> [Provided passage]:
+++

Designers need to catch up on their user data
“Designers don’t know how to use data,” says Péter Kun, who recently defended his PhD thesis ‘Design Inquiry Through Data’. In it, he developed a framework for guiding designers through incorporating data in their research practice.
During Kun’s undergraduate and master’s studies, he saw that industrial designers are not well trained in how to obtain, process or use data in their research. Current industry practice is to incorporate a data scientist into design projects when needed, but that is not always financially feasible. “Media scholars and data journalists are years ahead of industrial designers,” says Kun.
If you want to develop a product to be used in a Kenyan coffeehouse, for example, you would have to travel to Kenya, research a representative sample of coffeehouses, undertake a study of the coffee culture, compile that information into a useful dataset and use that information to inform the development of a new product. Or, Kun argues, you could use Instagram and FourSquare: “So much life is happening in the digital world.”
With travel restrictions and social distancing, the Covid-19 pandemic has only further demonstrated the importance of Kun’s research. Using data can be both faster and cheaper for designers. It can also help them to access difficult to reach groups. “It can be super hard to study subcultures,” says Kun. Those groups may be more likely to congregate and interact online, making it easier to study them via open source data.
According to Kun, the concept of data means different things to different people. Engineers, he says, see data as little facts, like the output from a sensor. But to social scientists, data could mean photographs or interviews. He sees designers as in the middle, as they will often use data from both sides of this spectrum to conduct research.
Much of the data that Kun has worked with is open source. “Social media is the most exciting,” he says. Often what people post to social media, like Twitter or Instagram, is publicly available and can give an intimate window into someone’s world. Researchers can then search for keywords or read posts to get an understanding of emotion or sentiment.
As with all data collection, there are concerns over privacy. Kun had previously worked with a human research ethics committee on a previous research project to conduct research into mental well-being, giving him experience with high standards of privacy.
People now are more aware of data privacy than they used to be, in no small part due to the Cambridge Analytica scandal, when Facebook data was harvested without consent by a political consulting firm. And new European Union regulations about data privacy, known as GDPR, have also given people more control over their data. But Kun still thinks people should still be more aware of what they put online. He worked together with the TU Delft data steward during his PhD research to ensure his framework demonstrated how to use data appropriately.
Further, his thesis also educates designers themselves to be more data literate and be aware both as users and researchers of using other’s data. When considering the ethical implications, he tells his students to ask: Do you want this to happen to your data?
While Kun worries about data privacy, he is more concerned about designers drawing the wrong conclusions from the data because they aren’t examining their own biases. “Researchers need to keep their biases in mind,” he says. That is true whether designers are studying digital data or human beings in the field.
Following his defense, Kun will move to Copenhagen for a postdoc position investigating AI and diversity. But, he says, there is a lot more work to do in the area of his PhD research. “I hope my findings will end up in design education and practice.” And he says designers don’t need to reinvent the wheel. His framework encourages designers to repurpose existing tools to suit their research needs.

+++

[Dataset entries]
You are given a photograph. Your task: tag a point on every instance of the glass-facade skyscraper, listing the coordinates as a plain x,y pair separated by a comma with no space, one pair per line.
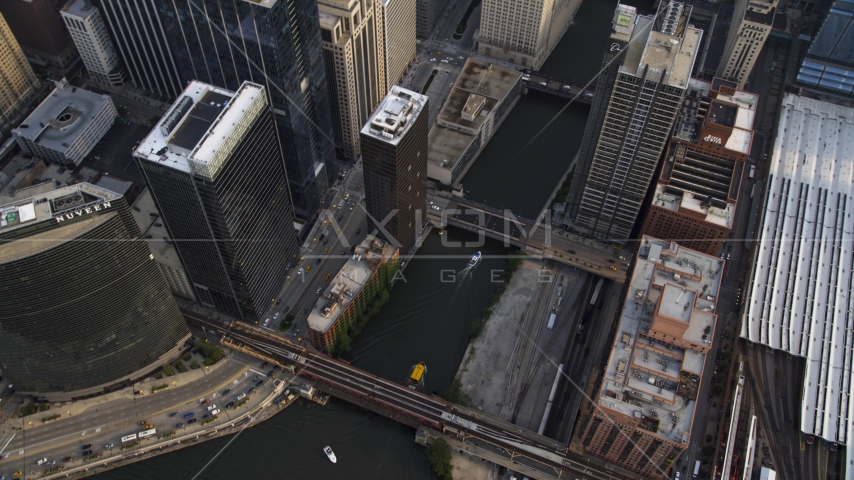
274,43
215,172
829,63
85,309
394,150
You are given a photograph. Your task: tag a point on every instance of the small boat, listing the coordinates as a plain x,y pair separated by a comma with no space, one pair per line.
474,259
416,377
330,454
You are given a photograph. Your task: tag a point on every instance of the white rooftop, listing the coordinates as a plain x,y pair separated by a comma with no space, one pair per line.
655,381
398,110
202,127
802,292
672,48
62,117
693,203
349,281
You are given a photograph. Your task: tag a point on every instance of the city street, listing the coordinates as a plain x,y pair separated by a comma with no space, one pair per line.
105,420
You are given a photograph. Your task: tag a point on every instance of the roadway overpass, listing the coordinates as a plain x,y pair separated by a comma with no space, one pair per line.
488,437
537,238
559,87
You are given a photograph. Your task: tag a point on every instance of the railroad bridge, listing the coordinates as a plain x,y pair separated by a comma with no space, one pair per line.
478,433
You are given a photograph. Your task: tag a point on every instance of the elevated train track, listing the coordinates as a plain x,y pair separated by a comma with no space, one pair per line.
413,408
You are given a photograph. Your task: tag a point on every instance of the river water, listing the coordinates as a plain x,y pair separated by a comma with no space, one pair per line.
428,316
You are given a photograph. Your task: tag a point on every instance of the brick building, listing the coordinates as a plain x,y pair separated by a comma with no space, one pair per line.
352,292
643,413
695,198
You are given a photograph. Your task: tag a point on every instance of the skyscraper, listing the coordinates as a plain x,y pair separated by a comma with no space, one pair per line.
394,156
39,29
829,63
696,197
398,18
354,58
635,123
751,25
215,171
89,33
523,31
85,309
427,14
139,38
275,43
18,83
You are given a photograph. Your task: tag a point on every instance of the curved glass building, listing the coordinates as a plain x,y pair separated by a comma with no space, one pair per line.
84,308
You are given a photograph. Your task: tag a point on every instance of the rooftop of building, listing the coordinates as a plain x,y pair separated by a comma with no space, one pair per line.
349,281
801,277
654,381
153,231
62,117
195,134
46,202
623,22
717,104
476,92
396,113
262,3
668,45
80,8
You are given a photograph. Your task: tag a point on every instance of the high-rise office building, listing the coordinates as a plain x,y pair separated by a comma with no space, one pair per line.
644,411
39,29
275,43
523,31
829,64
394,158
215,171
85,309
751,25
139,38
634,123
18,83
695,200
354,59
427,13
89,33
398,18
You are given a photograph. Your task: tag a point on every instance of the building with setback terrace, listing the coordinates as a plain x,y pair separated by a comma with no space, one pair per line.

+++

> [Problem 1]:
Transcribe the stretch of the article on designers and data from "As with all" through "use data appropriately.".
> [Problem 2]:
Decide whether each statement agrees with the article on designers and data, answering yes or no and quoting the words that settle it: (a) Kun's PhD thesis is titled 'Design Inquiry Through Data'. (b) After his defense, Kun will take up a postdoc position in Kenya. (c) Kun says engineers see data as photographs or interviews.

> [Task response 1]:
As with all data collection, there are concerns over privacy. Kun had previously worked with a human research ethics committee on a previous research project to conduct research into mental well-being, giving him experience with high standards of privacy.
People now are more aware of data privacy than they used to be, in no small part due to the Cambridge Analytica scandal, when Facebook data was harvested without consent by a political consulting firm. And new European Union regulations about data privacy, known as GDPR, have also given people more control over their data. But Kun still thinks people should still be more aware of what they put online. He worked together with the TU Delft data steward during his PhD research to ensure his framework demonstrated how to use data appropriately.

> [Task response 2]:
(a) Yes: "who recently defended his PhD thesis ‘Design Inquiry Through Data’"
(b) No: "Following his defense, Kun will move to Copenhagen for a postdoc position investigating AI and diversity."
(c) No: "Engineers, he says, see data as little facts, like the output from a sensor."